▶ TASK TO CARRY OUT
Pick out every line in the material below that contains the word "towel", and copy each one as it stands.

▶ EXERCISE INPUT
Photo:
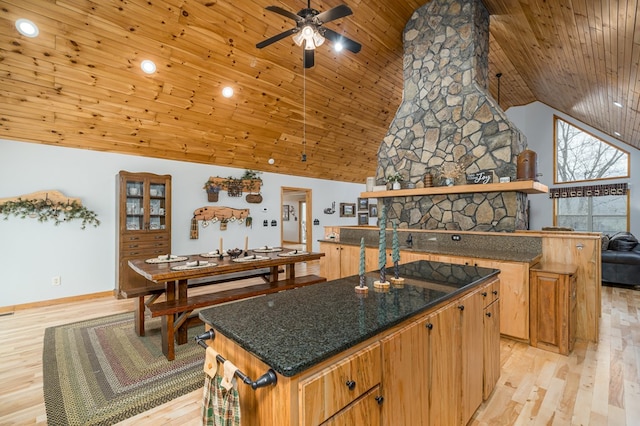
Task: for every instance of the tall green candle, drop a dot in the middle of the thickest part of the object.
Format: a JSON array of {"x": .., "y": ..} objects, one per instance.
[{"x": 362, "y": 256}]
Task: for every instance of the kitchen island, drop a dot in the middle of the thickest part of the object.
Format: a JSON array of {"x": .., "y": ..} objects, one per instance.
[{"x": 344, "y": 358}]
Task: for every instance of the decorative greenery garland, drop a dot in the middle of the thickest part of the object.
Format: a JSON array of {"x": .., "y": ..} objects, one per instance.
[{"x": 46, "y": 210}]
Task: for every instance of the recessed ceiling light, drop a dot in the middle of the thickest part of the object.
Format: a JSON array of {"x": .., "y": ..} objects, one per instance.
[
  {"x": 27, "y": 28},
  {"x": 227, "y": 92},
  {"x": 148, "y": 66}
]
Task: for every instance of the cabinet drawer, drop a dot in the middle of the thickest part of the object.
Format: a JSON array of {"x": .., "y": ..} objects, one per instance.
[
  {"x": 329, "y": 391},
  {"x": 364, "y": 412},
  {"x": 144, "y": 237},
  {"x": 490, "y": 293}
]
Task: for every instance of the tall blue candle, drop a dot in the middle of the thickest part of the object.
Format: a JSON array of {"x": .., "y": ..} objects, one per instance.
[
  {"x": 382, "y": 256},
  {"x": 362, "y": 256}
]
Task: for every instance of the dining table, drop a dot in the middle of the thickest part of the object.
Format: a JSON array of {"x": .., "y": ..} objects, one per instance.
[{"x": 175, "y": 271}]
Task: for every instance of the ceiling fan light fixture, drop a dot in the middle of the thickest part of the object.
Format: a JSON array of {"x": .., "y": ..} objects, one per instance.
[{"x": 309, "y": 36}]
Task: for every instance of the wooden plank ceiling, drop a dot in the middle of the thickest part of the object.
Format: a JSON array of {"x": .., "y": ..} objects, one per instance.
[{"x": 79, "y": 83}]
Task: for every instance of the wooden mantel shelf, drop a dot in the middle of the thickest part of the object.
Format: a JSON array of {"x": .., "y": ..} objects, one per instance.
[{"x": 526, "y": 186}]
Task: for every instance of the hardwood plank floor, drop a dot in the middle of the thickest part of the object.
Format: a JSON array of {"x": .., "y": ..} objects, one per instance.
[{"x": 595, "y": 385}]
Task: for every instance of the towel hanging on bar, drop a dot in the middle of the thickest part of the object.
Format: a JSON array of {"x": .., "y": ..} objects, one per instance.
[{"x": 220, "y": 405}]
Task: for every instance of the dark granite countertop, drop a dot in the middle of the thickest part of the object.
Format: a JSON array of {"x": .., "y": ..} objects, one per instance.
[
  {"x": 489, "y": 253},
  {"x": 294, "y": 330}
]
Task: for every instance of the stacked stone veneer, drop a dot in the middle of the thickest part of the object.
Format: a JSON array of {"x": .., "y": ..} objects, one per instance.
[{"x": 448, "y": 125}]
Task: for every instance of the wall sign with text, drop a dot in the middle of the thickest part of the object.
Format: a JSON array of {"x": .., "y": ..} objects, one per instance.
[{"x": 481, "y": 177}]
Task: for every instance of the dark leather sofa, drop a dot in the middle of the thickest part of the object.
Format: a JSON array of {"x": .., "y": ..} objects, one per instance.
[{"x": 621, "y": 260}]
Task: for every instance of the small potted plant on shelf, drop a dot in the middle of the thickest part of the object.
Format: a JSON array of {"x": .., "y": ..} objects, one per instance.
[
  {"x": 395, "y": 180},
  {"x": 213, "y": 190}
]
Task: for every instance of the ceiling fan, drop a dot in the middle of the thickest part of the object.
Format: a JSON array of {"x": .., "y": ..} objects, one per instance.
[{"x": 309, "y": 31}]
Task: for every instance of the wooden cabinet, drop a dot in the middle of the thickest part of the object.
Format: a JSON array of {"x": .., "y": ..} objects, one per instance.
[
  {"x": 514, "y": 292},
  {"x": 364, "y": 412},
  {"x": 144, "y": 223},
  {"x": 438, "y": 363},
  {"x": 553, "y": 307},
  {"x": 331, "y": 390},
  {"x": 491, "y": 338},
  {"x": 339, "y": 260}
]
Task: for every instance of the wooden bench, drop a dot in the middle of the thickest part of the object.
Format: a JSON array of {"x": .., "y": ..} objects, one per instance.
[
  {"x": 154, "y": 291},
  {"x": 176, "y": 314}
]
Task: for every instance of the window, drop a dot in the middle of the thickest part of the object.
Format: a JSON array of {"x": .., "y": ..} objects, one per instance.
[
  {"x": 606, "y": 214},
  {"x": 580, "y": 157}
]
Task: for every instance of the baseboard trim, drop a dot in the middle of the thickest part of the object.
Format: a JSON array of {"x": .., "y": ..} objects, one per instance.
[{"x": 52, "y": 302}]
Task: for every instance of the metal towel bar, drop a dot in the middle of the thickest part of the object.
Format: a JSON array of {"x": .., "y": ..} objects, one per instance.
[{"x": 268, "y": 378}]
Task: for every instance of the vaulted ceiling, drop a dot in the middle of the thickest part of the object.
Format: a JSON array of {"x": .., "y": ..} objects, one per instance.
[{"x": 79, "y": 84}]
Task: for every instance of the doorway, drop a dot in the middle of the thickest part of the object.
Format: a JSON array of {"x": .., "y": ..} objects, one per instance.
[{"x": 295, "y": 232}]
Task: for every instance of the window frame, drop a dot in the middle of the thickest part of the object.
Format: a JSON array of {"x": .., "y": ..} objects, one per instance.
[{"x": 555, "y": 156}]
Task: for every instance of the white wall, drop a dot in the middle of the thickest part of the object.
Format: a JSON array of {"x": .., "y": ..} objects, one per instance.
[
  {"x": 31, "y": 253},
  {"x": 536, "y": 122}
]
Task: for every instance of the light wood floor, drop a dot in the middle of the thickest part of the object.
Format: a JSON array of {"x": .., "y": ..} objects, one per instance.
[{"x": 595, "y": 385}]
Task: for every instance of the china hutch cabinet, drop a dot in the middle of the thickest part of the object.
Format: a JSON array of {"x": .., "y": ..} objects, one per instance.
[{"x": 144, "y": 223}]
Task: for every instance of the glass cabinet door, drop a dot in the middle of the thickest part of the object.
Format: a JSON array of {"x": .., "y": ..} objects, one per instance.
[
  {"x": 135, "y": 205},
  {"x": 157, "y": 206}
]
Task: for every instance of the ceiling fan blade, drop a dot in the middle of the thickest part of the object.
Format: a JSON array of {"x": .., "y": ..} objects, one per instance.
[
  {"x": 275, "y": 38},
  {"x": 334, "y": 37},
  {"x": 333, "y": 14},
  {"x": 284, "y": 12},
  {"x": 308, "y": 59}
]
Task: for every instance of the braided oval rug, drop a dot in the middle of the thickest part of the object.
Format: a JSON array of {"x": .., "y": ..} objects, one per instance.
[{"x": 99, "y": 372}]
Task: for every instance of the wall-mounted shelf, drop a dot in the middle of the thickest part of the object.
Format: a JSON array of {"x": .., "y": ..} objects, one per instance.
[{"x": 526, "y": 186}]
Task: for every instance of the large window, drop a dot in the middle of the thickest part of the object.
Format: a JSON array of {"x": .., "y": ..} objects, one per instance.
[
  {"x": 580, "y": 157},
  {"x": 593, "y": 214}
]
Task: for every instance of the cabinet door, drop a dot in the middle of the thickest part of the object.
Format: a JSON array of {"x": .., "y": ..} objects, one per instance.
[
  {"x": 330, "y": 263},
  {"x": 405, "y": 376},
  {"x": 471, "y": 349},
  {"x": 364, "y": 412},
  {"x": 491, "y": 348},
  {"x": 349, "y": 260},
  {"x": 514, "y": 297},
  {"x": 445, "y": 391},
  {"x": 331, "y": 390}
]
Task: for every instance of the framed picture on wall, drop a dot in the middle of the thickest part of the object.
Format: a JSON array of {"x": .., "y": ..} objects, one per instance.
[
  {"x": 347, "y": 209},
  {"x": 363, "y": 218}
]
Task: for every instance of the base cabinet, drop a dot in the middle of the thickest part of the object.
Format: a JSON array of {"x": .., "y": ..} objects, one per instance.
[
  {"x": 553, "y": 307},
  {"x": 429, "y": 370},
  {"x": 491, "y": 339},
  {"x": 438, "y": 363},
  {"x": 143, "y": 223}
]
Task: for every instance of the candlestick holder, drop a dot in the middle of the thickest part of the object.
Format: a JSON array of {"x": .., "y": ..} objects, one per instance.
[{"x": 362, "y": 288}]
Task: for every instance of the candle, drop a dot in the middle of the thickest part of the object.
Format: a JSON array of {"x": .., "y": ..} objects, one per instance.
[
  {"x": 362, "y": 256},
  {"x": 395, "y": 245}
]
==
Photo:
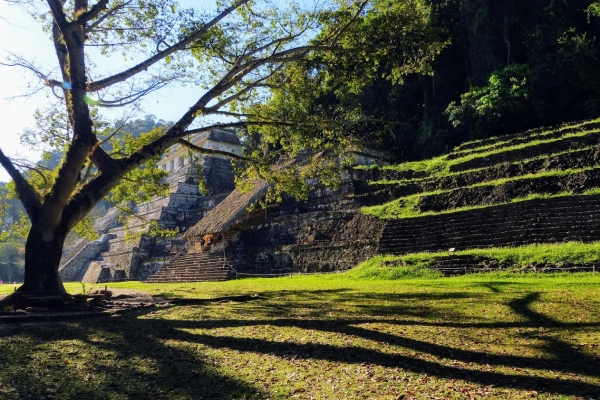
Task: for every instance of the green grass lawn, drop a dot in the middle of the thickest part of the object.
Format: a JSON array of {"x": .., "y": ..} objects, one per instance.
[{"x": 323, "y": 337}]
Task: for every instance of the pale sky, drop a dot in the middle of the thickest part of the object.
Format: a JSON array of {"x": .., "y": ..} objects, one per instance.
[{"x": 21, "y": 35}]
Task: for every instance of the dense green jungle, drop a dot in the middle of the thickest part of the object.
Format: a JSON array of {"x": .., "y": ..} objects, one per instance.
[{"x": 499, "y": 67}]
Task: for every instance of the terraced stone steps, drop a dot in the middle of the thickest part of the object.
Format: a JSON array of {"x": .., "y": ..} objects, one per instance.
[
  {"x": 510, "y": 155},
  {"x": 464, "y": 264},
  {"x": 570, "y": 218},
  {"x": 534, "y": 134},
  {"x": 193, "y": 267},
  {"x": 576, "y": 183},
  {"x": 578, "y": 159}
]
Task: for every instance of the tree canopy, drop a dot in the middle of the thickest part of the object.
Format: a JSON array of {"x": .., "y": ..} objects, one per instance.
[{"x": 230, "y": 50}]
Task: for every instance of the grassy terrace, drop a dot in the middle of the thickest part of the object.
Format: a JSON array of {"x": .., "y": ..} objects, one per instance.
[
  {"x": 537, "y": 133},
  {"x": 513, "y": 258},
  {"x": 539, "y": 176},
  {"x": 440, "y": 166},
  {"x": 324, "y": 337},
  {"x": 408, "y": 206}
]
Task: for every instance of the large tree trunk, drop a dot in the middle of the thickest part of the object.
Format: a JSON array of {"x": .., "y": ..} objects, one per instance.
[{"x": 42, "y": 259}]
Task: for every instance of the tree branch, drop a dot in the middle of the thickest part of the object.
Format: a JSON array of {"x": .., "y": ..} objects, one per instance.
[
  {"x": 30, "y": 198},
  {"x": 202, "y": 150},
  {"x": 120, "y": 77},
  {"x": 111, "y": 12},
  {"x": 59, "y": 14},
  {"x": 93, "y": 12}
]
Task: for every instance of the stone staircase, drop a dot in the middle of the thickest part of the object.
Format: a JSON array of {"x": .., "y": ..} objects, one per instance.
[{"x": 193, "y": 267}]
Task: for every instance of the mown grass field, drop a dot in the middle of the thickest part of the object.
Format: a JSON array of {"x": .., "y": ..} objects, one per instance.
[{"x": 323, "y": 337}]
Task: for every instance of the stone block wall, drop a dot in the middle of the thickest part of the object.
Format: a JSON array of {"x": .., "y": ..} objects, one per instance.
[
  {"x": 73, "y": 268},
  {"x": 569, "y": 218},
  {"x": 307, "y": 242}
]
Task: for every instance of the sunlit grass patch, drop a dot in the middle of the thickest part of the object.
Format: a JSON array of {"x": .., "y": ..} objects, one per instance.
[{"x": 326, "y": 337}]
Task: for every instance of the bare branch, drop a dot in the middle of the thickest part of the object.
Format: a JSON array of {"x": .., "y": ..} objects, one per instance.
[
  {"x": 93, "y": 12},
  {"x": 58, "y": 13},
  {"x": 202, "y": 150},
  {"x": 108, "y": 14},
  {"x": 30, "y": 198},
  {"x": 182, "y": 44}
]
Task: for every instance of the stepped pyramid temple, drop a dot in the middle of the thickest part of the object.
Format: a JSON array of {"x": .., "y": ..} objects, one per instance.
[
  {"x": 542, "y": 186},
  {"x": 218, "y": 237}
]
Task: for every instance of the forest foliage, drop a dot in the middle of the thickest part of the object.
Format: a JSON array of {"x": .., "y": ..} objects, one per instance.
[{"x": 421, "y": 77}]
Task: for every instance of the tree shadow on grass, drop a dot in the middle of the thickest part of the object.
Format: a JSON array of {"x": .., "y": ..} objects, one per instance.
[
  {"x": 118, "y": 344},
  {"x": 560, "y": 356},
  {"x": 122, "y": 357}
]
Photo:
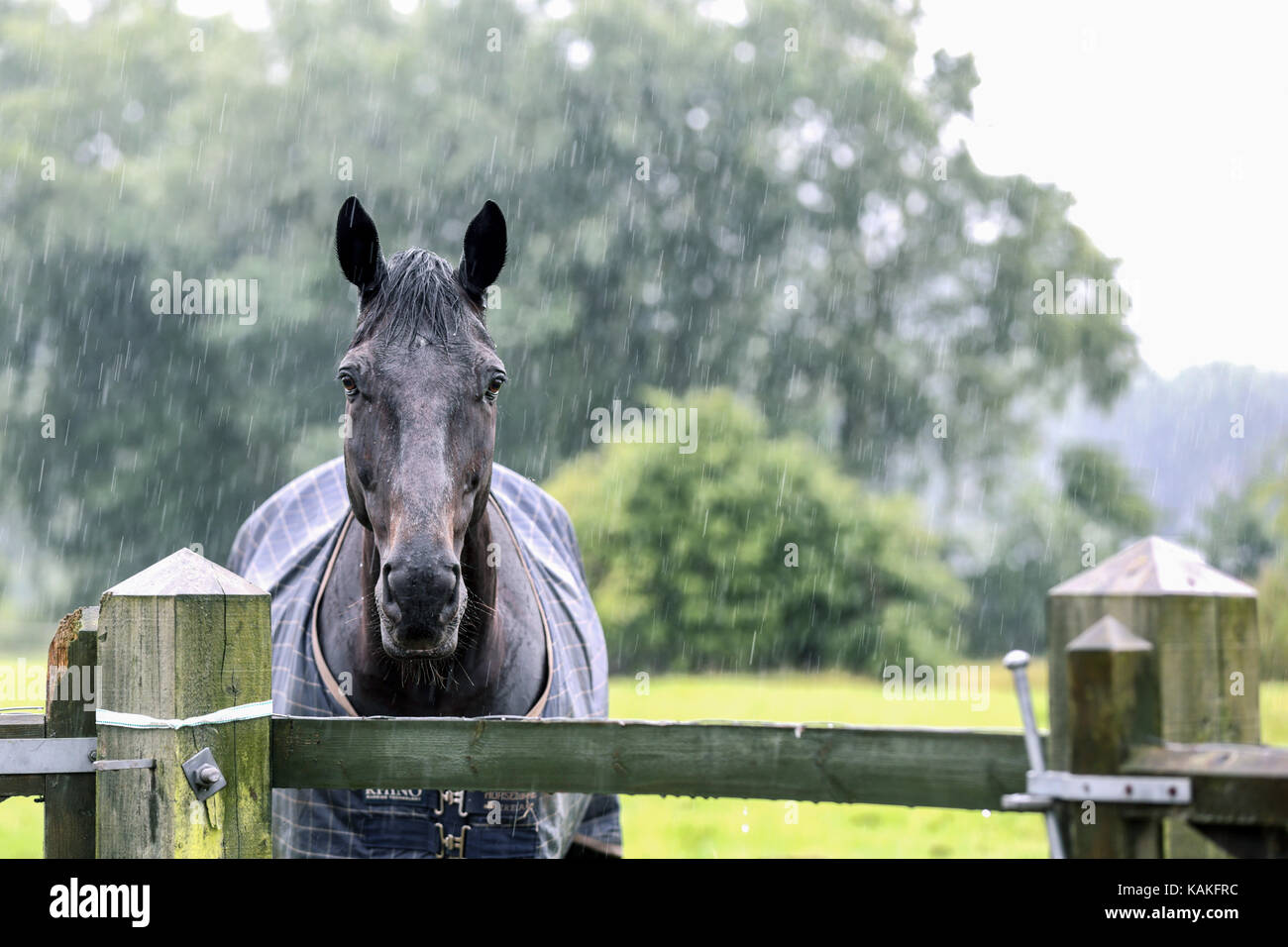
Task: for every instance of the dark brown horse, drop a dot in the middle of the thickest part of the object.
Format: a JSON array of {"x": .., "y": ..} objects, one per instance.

▶ OUTPUT
Task: for every instance of the towel hanging on bar, drop a dot in the middle of the thickest part of the object.
Task: for every instance of the metal towel bar, drop a dot in the middle of the thickest part of the object.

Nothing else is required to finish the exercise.